Von der Leyen: „Strategische Entscheidung“

Die Ukraine und Moldawien warten bereits sei Längerem auf eine Entscheidung über den Start von Beitrittsverhandlungen. Die EU-Kommission hatte diesen Schritt im November empfohlen, der Europäische Rat musste aber noch zustimmen. Dass die Kommission das trotz noch nicht erfüllter Auflagen getan hatte, erklärte Kommissionspräsidentin Ursula von der Leyen damals damit, dass die noch ausstehenden Reformen bereits auf den Weg gebracht seien.

Heute bezeichnete von der Leyen die Aufnahme der Gespräche mit der Ukraine und mit Moldawien als „strategische Entscheidung“: „Dieser Tag wird in die Geschichte der Union eingehen. Wir sind stolz, dass wir unsere Versprechen einhalten, und freuen uns für unsere Partner.“

Der ukrainische Präsident Wolodymyr Selenskyj schrieb auf X (Twitter) von einem „Sieg für die Ukraine“ und „für ganz Europa“. Die Einigung kam allerdings überraschend. Denn Ungarns Regierungschef Orban hatte zuvor noch seinen Widerstand angekündigt. Bis auf Ungarn hatten sich alle Mitgliedsländer zu Gipfelbeginn für die Aufnahme von Beitrittsverhandlungen starkgemacht.

Orban distanziert sich

In einem Facebook-Video, das nach der Entscheidung veröffentlicht wurde, distanzierte sich Orban von der Aufnahme der Gespräche mit der Ukraine. Man habe sich acht Stunden gegenseitig aneinander abgearbeitet. Ungarn wolle diese falsche Entscheidung nicht mittragen und habe sich deshalb enthalten. „Es ist eine völlig unsinnige, irrationale und falsche Entscheidung, unter diesen Umständen Verhandlungen mit der Ukraine aufzunehmen“, so der Regierungschef.

Datenteil —
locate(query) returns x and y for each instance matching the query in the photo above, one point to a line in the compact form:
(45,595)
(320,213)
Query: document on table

Aufgabenstellung — Fassen Sie den Absatz des Quelltexts, der mit „In einem Facebook-Video“ beginnt, als Stichpunktliste zusammen und behalten Sie seine wesentlichen Fakten bei. Stützen Sie sich ausschließlich auf den Quelltext.

Lösung —
- Orban distanzierte sich in einem nach der Entscheidung veröffentlichten Facebook-Video von der Aufnahme der Gespräche mit der Ukraine.
- Man habe sich acht Stunden lang gegenseitig aneinander abgearbeitet.
- Ungarn wolle die falsche Entscheidung nicht mittragen und habe sich deshalb enthalten.
- Orban nannte es eine völlig unsinnige, irrationale und falsche Entscheidung, unter diesen Umständen Verhandlungen mit der Ukraine aufzunehmen.